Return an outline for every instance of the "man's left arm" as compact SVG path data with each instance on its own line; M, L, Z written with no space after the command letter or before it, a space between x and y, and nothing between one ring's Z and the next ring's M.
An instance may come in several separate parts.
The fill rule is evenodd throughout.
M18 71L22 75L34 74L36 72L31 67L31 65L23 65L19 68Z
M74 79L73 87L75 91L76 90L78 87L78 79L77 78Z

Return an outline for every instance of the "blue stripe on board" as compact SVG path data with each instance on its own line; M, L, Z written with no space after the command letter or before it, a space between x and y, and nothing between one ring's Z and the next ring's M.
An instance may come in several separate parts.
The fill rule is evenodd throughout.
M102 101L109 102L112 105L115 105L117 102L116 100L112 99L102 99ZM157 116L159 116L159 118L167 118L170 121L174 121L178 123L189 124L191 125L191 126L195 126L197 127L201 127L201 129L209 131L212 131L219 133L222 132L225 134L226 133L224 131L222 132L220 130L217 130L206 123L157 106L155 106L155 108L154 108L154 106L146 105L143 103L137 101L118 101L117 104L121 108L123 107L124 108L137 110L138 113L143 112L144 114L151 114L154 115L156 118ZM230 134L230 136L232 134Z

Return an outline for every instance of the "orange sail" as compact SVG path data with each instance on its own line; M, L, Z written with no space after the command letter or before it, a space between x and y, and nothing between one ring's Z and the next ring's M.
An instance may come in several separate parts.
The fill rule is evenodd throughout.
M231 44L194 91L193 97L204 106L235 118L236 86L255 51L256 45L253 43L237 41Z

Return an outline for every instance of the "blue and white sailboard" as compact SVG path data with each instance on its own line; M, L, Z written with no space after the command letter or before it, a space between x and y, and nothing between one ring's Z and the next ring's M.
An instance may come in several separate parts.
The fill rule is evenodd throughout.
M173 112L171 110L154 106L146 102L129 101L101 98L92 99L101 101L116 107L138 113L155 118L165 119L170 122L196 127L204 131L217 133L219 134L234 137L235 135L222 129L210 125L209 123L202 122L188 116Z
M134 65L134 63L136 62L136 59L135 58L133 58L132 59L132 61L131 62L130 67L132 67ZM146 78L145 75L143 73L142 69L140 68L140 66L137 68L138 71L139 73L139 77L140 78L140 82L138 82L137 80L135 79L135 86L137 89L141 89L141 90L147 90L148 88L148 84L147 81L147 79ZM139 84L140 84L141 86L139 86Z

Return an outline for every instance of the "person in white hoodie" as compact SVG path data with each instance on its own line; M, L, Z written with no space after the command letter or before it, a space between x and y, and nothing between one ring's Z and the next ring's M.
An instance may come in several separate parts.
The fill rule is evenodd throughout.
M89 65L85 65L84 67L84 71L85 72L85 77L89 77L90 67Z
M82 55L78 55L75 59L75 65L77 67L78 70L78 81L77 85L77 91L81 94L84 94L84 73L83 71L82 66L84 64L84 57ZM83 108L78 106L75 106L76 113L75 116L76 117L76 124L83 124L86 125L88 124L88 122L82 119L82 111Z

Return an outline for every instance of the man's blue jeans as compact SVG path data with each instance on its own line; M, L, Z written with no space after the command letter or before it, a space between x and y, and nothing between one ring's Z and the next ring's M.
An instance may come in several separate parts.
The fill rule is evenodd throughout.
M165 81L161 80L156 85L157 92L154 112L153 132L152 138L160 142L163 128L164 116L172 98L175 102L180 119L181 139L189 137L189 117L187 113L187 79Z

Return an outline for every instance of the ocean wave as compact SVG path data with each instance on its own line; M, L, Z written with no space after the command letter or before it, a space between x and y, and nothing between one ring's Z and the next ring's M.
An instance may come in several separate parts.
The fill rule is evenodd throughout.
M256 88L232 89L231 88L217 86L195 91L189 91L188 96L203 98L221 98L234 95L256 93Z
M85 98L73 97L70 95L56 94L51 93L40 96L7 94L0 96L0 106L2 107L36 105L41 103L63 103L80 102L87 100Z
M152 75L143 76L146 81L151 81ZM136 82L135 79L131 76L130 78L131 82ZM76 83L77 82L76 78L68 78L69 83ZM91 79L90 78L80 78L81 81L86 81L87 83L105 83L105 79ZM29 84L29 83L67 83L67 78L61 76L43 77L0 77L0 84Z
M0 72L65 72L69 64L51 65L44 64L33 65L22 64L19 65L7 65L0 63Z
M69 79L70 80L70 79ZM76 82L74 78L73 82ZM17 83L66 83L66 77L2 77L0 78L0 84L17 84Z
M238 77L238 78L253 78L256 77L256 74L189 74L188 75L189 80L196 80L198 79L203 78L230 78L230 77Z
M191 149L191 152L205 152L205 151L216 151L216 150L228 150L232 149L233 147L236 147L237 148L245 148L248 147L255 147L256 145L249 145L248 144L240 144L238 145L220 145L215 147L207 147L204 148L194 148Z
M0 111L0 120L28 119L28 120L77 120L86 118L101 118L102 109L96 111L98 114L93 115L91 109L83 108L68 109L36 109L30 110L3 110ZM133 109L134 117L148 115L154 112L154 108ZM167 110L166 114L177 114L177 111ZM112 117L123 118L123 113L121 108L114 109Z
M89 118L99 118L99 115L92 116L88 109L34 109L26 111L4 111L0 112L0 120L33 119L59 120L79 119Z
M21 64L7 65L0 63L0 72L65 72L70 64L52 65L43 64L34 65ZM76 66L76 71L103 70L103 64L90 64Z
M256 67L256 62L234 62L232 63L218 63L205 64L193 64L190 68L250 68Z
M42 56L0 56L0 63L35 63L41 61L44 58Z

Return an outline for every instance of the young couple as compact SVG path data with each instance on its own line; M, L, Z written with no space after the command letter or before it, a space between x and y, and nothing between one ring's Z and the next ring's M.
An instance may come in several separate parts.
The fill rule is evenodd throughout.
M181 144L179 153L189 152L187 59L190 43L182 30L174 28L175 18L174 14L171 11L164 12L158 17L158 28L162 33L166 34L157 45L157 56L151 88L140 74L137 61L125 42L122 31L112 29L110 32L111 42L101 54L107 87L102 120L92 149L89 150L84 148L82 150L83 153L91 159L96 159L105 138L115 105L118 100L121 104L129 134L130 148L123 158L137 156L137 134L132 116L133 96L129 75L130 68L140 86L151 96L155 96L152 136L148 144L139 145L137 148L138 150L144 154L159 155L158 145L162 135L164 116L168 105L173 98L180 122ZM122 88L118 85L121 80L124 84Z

_ _ _ _ _ _ _

• The exercise: Arrange the lines above as a two-column CSV with the headers "prompt" and "paths", giving one row per request. Put the full request text and its answer each in a single quoted field, with any line breaks replaced by spaces.

• Response to this task:
prompt,paths
"Return an outline for every instance of the ""man's left arm"" as compact SVG path data with each instance on its own line; M, L, Z written with no space after the command letter or before it, a space between x and y, and nothing between one ring's Z and the next ring's M. An instance may come in several separate parts. The fill rule is evenodd throughout.","M18 71L22 75L34 74L36 72L31 67L31 65L23 65L19 68Z M74 79L73 87L75 91L76 90L78 87L78 79L77 78Z"
"Return an outline for every instance of the ""blue stripe on board"" as compact SVG path data with each instance on its own line; M, L, Z written with no space after the command letter or before it, a space between x and y, and nothing between one ring's Z and the next ring's M. An instance may come in several separate parts. The fill rule is evenodd throughout.","M102 101L109 102L112 105L115 105L117 102L116 100L112 99L102 99ZM157 116L159 116L159 118L167 118L170 121L174 121L178 123L189 124L191 125L191 126L195 126L197 127L201 127L201 129L209 131L212 131L219 133L222 132L225 134L226 133L224 131L222 132L220 130L217 130L206 123L157 106L155 106L155 108L154 108L154 106L146 105L143 103L137 101L118 101L117 104L121 108L123 107L124 108L137 110L138 113L143 112L144 114L151 114L154 115L156 118ZM230 134L230 136L232 134Z"
"Return an outline for every instance of the ""orange sail"" as compact SVG path data with each instance on its own line; M, L, Z written with no space after the command letter or before it, a space between x and y, and nothing between one ring's Z and the next ring's M. An instance may come in several separate parts. The fill rule is evenodd throughout.","M231 44L194 91L193 97L204 106L235 118L236 86L255 51L256 45L253 43L237 41Z"
"Return an outline for every instance of the ""blue and white sailboard"" as compact SVG path data with each instance on its own line; M, L, Z written with no space after the command letter or before it, a space between x and y, and nothing between one ring's Z and the next ring's M. An instance may come in several separate parts. The fill rule is evenodd throughout.","M173 112L171 110L154 106L146 102L129 101L101 98L92 99L101 101L116 107L138 113L155 118L165 119L170 122L196 127L204 131L217 133L219 134L234 137L235 135L222 129L210 125L209 123L202 122L188 116Z M134 65L134 63L136 62L136 59L135 58L133 58L132 59L132 61L131 62L130 67L132 67ZM146 78L145 75L143 73L142 69L140 68L140 66L137 68L138 71L139 73L139 77L140 78L140 82L138 82L137 80L135 79L135 86L137 89L141 89L141 90L147 90L148 88L148 84L147 81L147 79ZM139 84L140 84L141 86L139 86Z"
"Return an outline for every instance of the ""person in white hoodie"" as compact SVG path data with each instance on its own line; M, L, Z written with no space after the command letter or before it, a space between x and y, and nothing between one ring's Z and the next ring's M. An instance may come in several separate parts. The fill rule is evenodd throughout.","M89 65L85 65L84 67L84 71L85 72L85 77L89 77L90 67Z M82 55L78 55L75 59L75 65L77 67L78 70L78 81L77 85L77 91L81 94L84 94L84 73L83 71L82 66L84 64L84 57ZM83 108L78 106L75 106L76 113L75 116L76 117L76 124L83 124L86 125L88 124L88 122L82 119L82 111Z"
"Return an outline for every instance of the man's blue jeans as compact SVG path data with each instance on its own line; M, L, Z written with no space after the command letter or before it, a space between x and y, and nothing between one ring's Z and the next ring's M. An instance may come in several separate parts. The fill rule is evenodd throughout.","M165 81L161 80L156 85L157 92L154 112L153 132L152 138L160 142L163 128L164 116L172 98L175 102L180 119L181 139L189 137L189 117L187 113L187 79Z"
"Return an outline for every instance of the ocean wave as compact SVG path data with each instance on its own line; M, L, Z written with no space after the command letter or before it, a space between x and y, and nothing between one ring's Z and the next ring's M. An instance may come in several separate parts. The fill rule is evenodd throughout.","M256 88L232 89L231 88L217 86L195 91L189 91L188 96L203 98L221 98L234 95L256 93Z M85 98L73 97L70 95L56 94L51 93L40 96L7 94L0 96L0 106L2 107L36 105L41 103L63 103L80 102L87 100Z M152 75L143 76L146 81L151 81ZM136 82L135 79L131 76L130 78L131 82ZM76 83L77 82L76 78L68 78L69 83ZM91 79L90 78L80 78L81 81L86 81L87 83L105 83L105 79ZM29 84L29 83L67 83L67 78L61 76L43 77L0 77L0 84Z M0 72L65 72L69 64L51 65L44 64L33 65L22 64L19 65L7 65L0 63Z M69 79L70 80L70 79ZM76 82L74 78L73 82ZM17 83L66 83L66 77L2 77L0 78L0 84L17 84Z M238 77L238 78L253 78L256 77L256 74L189 74L188 75L189 80L196 80L198 79L203 78L230 78L230 77Z M191 149L191 152L205 152L205 151L216 151L216 150L228 150L232 149L233 147L236 147L237 148L245 148L248 147L255 147L256 145L249 145L248 144L240 144L238 145L220 145L215 147L207 147L204 148L194 148Z M0 111L0 120L28 119L28 120L77 120L86 118L101 118L102 109L96 111L98 114L93 115L91 109L83 108L68 109L36 109L30 110L3 110ZM133 109L134 117L148 115L154 112L154 108ZM167 110L166 114L177 114L177 111ZM112 117L123 118L123 113L121 108L114 109Z M89 118L99 118L99 115L92 116L88 109L34 109L26 111L4 111L0 112L0 120L33 119L59 120L79 119Z M21 64L7 65L0 63L0 72L65 72L70 64L52 65L43 64L34 65ZM76 66L76 71L103 70L103 64L90 64Z M256 67L256 62L234 62L232 63L218 63L205 64L193 64L190 68L250 68Z M42 56L0 56L0 63L35 63L41 61L44 58Z"
"Return an outline for every instance of the young couple as compact SVG path data with each instance on its own line; M, L, Z written with no space after the command letter or before it, a space between x and y, and nothing between one ring's Z and the next ring's M. An instance may come in several separate parts. The fill rule is evenodd throughout.","M181 144L179 153L189 152L187 59L190 43L182 30L174 28L175 18L174 14L171 11L164 12L158 17L158 28L162 33L166 34L157 45L157 56L151 88L140 74L137 61L125 42L122 31L112 29L110 32L111 42L101 54L107 87L102 120L92 149L89 150L84 148L82 150L83 153L91 159L96 159L105 138L115 105L118 100L121 104L129 134L130 148L123 158L137 156L137 134L132 116L133 96L129 75L130 68L140 86L151 96L155 96L152 136L148 144L139 145L137 148L138 150L144 154L159 155L158 145L162 135L164 116L168 105L173 98L180 122ZM122 88L118 85L121 80L124 84Z"